__Exercise goal__.
Pull out each line of the rows below that contains the string "jacket", and copy those lines in the order they appear.

__Recorded data__.
begin

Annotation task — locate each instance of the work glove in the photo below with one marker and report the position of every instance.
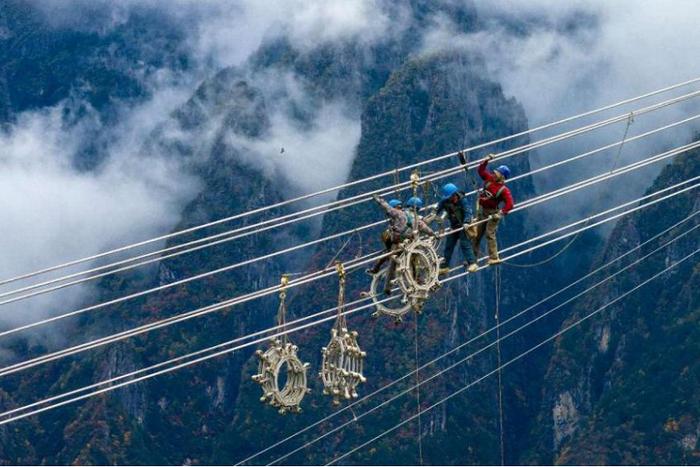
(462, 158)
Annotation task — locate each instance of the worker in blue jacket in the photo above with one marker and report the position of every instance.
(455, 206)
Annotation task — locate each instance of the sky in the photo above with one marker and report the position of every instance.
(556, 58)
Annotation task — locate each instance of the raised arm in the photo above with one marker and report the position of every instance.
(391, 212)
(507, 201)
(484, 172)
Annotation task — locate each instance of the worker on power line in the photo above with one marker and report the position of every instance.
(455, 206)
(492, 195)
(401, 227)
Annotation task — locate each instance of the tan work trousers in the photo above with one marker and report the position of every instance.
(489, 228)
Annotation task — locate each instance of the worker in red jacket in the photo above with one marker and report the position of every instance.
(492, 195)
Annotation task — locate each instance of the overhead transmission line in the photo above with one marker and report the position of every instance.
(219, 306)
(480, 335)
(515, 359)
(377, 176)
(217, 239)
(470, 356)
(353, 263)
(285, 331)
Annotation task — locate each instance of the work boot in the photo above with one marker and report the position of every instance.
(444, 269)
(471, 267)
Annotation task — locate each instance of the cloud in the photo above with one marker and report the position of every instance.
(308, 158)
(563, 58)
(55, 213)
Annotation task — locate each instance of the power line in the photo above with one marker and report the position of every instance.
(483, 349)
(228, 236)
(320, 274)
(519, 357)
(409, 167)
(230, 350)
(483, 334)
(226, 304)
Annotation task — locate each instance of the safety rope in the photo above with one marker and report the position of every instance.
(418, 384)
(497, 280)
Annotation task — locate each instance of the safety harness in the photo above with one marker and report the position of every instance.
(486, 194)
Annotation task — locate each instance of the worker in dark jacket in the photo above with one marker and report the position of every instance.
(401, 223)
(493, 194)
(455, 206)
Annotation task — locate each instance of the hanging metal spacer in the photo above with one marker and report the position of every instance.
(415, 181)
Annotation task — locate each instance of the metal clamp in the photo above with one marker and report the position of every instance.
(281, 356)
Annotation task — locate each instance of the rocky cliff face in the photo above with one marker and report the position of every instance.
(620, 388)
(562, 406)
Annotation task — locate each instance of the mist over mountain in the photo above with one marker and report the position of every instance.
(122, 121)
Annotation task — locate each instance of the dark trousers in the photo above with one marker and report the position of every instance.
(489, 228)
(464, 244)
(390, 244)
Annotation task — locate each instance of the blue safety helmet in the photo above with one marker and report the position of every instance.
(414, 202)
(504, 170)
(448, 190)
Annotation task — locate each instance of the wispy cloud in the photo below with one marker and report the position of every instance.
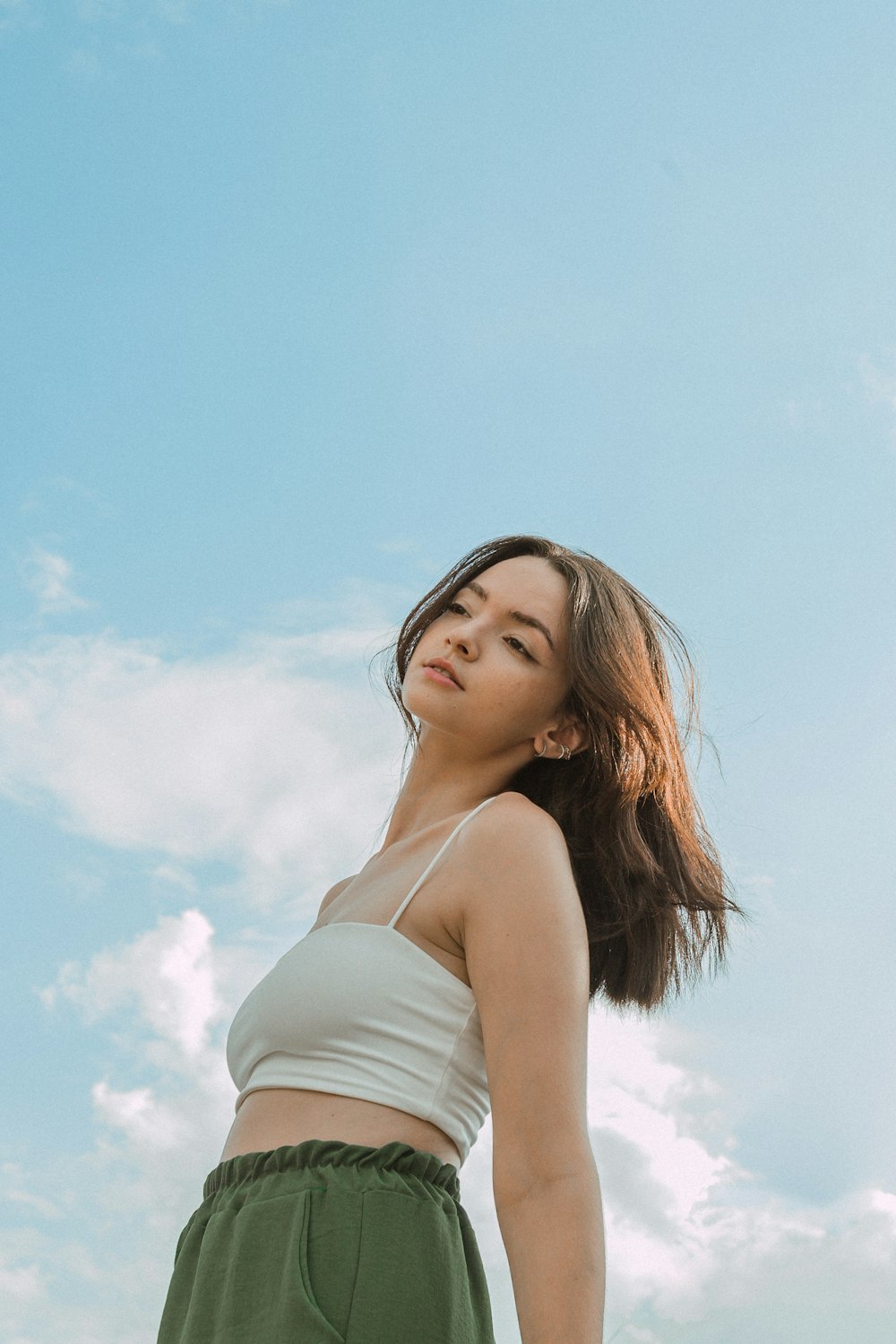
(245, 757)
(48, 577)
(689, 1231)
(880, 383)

end
begin

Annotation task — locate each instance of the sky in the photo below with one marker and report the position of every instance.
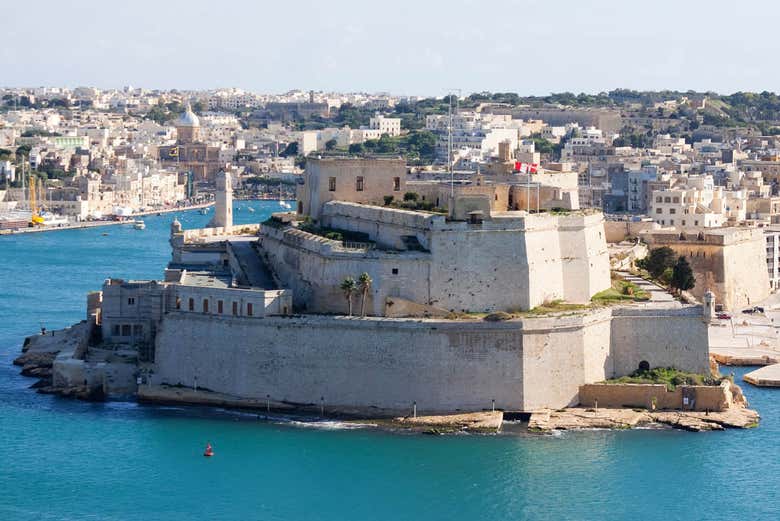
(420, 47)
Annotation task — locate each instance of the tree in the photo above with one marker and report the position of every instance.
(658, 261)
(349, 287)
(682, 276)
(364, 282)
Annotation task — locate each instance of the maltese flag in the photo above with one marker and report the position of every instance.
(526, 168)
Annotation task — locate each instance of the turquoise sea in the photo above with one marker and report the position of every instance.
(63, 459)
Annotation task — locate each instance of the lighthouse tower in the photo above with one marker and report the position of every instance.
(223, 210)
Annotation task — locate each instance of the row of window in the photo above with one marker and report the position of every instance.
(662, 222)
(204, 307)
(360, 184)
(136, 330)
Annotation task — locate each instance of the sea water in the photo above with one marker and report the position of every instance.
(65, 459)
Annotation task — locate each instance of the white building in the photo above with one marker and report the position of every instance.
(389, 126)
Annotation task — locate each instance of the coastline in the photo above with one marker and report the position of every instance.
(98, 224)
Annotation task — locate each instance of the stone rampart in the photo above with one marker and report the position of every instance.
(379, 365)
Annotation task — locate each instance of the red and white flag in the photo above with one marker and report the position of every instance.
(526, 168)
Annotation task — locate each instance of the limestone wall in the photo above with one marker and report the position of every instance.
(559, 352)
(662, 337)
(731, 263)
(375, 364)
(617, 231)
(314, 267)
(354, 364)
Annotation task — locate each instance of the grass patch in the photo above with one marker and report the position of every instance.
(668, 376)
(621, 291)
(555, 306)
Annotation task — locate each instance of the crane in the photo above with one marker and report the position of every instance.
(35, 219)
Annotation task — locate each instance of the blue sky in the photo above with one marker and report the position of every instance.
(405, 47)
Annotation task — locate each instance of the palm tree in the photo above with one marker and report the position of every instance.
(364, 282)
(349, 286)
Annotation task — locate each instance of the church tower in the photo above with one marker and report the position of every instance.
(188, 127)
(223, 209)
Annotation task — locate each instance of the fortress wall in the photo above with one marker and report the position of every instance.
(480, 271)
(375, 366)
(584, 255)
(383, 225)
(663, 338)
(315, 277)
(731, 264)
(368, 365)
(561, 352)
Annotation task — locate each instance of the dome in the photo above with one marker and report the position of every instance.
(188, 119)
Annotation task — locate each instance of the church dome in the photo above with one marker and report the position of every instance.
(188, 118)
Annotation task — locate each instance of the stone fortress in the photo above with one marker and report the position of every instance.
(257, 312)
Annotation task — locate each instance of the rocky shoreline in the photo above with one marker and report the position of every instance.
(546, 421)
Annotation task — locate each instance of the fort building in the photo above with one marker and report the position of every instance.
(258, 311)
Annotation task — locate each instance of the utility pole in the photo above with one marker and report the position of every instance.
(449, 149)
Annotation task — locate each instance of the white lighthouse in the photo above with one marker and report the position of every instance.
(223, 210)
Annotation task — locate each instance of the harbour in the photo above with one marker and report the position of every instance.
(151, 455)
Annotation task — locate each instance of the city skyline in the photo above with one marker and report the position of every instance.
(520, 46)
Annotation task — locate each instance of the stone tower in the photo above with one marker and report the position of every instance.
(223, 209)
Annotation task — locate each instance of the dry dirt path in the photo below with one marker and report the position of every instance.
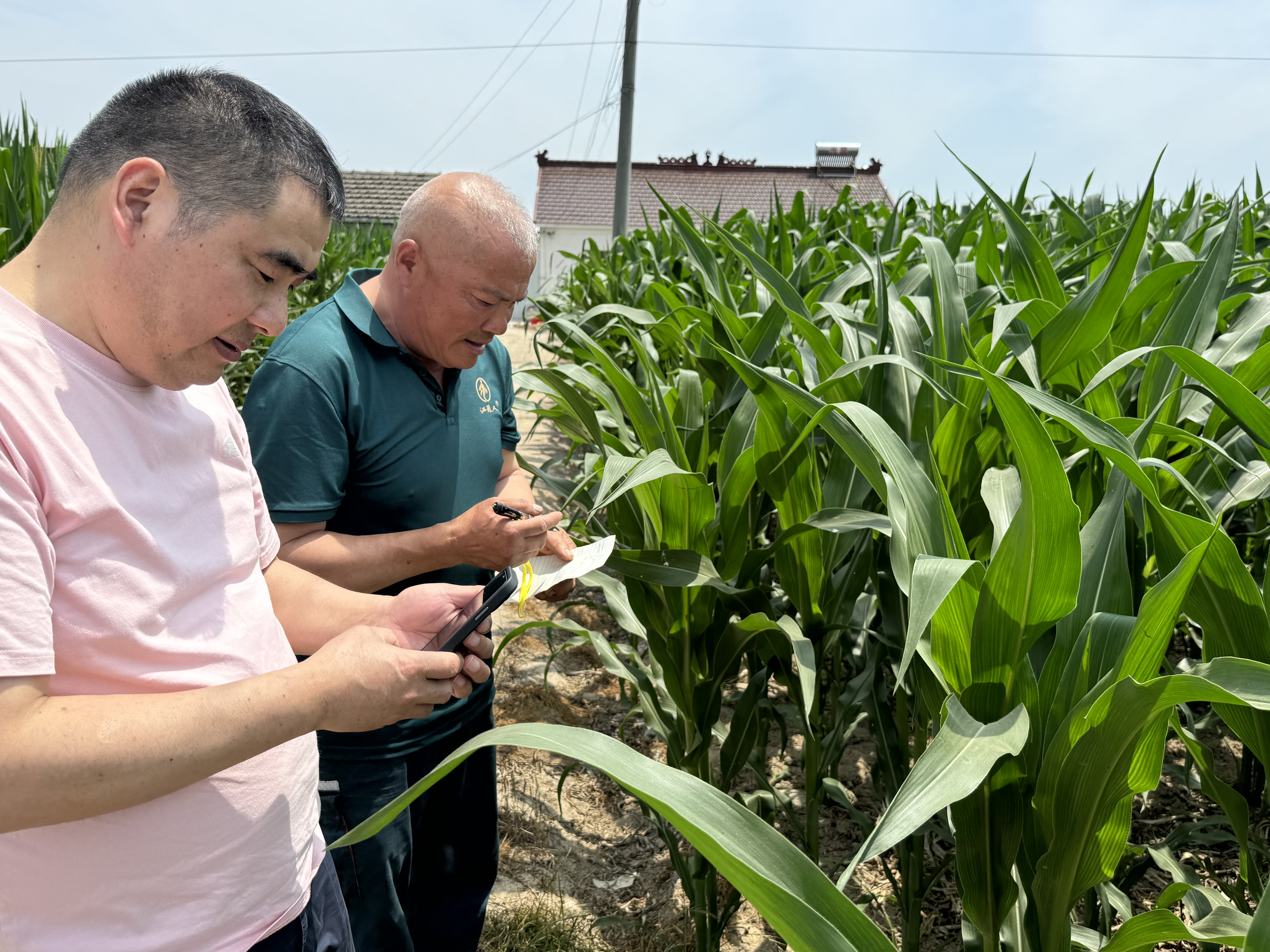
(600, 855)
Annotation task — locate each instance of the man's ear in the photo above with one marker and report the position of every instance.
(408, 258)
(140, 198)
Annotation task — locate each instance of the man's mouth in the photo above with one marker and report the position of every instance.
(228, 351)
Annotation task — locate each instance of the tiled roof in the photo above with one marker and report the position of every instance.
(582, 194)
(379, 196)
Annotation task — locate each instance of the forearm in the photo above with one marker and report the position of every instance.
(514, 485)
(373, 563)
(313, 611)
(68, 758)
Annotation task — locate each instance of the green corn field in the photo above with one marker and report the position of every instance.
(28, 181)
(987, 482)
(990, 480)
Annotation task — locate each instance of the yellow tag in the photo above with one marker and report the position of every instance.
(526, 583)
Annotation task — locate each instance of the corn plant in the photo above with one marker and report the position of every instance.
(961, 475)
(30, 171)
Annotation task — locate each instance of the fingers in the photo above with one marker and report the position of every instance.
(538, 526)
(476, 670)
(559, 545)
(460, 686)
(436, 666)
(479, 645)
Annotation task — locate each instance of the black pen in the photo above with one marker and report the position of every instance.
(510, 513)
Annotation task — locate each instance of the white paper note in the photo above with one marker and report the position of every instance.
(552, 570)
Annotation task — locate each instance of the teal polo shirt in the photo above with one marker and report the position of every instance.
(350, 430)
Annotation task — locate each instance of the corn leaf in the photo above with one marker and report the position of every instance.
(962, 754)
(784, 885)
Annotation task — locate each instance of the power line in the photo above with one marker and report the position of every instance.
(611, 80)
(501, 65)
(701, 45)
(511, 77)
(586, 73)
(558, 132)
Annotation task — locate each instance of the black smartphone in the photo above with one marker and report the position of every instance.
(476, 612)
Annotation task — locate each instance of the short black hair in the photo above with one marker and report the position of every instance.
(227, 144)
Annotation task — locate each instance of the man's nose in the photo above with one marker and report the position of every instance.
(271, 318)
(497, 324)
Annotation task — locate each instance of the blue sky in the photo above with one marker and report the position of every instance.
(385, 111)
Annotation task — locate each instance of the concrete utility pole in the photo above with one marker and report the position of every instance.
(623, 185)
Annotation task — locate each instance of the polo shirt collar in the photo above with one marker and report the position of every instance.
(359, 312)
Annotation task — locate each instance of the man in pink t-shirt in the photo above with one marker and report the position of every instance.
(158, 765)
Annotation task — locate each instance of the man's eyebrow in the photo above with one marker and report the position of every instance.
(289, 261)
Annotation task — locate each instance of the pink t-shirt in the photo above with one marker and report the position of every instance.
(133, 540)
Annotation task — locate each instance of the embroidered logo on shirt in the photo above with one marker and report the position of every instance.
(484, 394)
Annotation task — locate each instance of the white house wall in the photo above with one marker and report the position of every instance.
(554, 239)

end
begin

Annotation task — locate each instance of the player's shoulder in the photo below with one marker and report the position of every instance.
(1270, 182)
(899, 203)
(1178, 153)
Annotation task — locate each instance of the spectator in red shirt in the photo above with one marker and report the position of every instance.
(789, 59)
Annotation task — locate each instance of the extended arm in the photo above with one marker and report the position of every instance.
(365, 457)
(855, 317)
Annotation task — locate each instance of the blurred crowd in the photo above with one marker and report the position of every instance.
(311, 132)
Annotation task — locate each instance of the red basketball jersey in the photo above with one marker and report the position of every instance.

end

__Answer below__.
Annotation task — locate each instance of the worker in blue jacket in the photo above with one marker and report the position of every instance.
Annotation task — locate each instance of the worker in red jacket in the photo above with one marker and report the position of every instance.
Annotation task — locate each instance of the worker in dark jacket in the photo above with one marker and report the position of every instance.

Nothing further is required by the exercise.